_Work to be completed_: Reproduce only this part of the listing: the line with "bbox: dark brown plumage", plus every line after it through the last.

>> START Records for this exercise

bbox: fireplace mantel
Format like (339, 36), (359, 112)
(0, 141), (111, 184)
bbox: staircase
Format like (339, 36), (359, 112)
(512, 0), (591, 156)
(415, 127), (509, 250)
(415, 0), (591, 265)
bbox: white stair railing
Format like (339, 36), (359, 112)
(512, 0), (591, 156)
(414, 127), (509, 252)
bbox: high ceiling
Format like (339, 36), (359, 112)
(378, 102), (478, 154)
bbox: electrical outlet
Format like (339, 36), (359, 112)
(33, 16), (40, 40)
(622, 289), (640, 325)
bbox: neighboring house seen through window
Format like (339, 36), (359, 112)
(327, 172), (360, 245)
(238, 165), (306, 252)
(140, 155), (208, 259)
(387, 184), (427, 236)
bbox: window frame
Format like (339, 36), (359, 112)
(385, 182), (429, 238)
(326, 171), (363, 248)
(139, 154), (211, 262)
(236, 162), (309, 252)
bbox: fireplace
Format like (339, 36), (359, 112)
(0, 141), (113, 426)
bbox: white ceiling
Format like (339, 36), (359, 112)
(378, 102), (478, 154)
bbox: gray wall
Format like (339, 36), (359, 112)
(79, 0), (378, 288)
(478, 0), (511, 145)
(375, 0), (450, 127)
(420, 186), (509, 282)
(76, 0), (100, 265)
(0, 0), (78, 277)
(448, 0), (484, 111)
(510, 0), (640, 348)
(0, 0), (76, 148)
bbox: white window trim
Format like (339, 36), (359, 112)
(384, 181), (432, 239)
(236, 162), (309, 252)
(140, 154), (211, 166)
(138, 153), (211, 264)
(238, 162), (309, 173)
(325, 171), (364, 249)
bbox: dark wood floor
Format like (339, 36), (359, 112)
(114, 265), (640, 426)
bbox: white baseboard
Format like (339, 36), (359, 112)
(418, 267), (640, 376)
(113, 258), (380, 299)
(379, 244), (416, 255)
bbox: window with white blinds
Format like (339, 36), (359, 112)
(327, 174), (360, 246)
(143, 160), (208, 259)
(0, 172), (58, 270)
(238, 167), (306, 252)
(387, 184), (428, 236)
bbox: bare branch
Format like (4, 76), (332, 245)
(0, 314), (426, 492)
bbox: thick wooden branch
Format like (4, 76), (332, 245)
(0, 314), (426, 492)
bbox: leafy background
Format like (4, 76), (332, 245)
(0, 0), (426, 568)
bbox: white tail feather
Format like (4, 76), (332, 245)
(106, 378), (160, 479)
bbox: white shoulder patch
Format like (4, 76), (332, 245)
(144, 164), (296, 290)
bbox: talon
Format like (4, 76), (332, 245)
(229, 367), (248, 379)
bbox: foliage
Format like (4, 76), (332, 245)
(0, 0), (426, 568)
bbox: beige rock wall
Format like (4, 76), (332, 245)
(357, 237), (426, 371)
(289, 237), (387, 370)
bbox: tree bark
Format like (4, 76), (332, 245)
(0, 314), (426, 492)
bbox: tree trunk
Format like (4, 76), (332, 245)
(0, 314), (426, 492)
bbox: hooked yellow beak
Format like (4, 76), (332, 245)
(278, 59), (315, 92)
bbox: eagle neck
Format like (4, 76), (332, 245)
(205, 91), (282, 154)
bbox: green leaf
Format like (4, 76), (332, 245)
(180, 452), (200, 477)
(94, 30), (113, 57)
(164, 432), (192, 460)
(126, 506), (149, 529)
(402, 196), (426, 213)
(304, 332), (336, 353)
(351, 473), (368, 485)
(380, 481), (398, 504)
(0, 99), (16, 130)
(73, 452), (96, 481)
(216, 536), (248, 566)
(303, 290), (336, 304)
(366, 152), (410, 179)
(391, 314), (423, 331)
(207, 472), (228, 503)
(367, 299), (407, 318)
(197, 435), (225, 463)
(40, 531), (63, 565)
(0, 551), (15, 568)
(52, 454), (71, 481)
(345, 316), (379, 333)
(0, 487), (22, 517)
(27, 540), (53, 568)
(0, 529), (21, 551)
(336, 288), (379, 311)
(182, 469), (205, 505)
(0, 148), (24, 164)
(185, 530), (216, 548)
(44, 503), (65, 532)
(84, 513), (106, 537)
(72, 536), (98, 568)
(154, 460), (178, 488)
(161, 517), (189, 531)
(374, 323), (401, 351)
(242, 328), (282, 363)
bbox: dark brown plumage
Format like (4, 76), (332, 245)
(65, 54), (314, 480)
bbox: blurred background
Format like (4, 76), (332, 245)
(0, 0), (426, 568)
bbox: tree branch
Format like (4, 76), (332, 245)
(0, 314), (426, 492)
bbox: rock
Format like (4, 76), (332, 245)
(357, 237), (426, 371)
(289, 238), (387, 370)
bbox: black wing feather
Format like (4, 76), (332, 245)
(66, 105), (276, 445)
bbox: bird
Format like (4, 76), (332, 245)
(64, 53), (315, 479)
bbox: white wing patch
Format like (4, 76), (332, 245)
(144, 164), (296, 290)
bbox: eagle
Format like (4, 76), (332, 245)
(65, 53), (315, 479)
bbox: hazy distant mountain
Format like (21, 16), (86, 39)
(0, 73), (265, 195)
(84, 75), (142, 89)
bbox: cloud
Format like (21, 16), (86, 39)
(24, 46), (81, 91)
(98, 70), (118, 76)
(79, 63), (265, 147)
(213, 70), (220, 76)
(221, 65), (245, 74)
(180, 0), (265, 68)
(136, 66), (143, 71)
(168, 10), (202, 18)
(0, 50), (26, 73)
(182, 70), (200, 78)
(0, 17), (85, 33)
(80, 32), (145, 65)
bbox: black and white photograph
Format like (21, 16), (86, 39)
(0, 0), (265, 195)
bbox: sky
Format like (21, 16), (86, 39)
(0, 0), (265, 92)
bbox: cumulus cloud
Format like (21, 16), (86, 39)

>> END Records for this exercise

_Task output_:
bbox: dark brown plumage
Format like (4, 76), (332, 245)
(65, 54), (314, 480)
bbox: blurred background
Format like (4, 76), (332, 245)
(0, 0), (426, 568)
bbox: tree branch
Format like (4, 76), (332, 245)
(0, 314), (426, 492)
bbox: rock
Format like (4, 76), (332, 245)
(357, 237), (426, 371)
(289, 238), (387, 370)
bbox: black wing feather
Format like (4, 76), (332, 245)
(66, 105), (276, 445)
bbox: bird
Format like (4, 76), (332, 245)
(64, 53), (315, 479)
bbox: white wing patch
Format like (4, 76), (332, 245)
(144, 164), (296, 290)
bbox: eagle
Format like (4, 76), (332, 245)
(65, 53), (315, 479)
bbox: hazy distant mountain
Format like (21, 16), (86, 39)
(0, 73), (265, 195)
(84, 75), (142, 89)
bbox: cloud
Format like (21, 16), (86, 39)
(24, 46), (81, 91)
(98, 70), (118, 76)
(79, 63), (265, 147)
(213, 70), (220, 76)
(221, 65), (245, 74)
(180, 0), (265, 68)
(136, 66), (143, 71)
(168, 10), (202, 18)
(0, 50), (26, 73)
(182, 70), (200, 78)
(0, 17), (85, 33)
(80, 32), (145, 65)
bbox: black and white photograph
Format like (21, 16), (86, 39)
(0, 0), (265, 195)
bbox: sky
Format like (21, 16), (86, 39)
(0, 0), (265, 92)
bbox: cumulus cloud
Format like (21, 16), (86, 39)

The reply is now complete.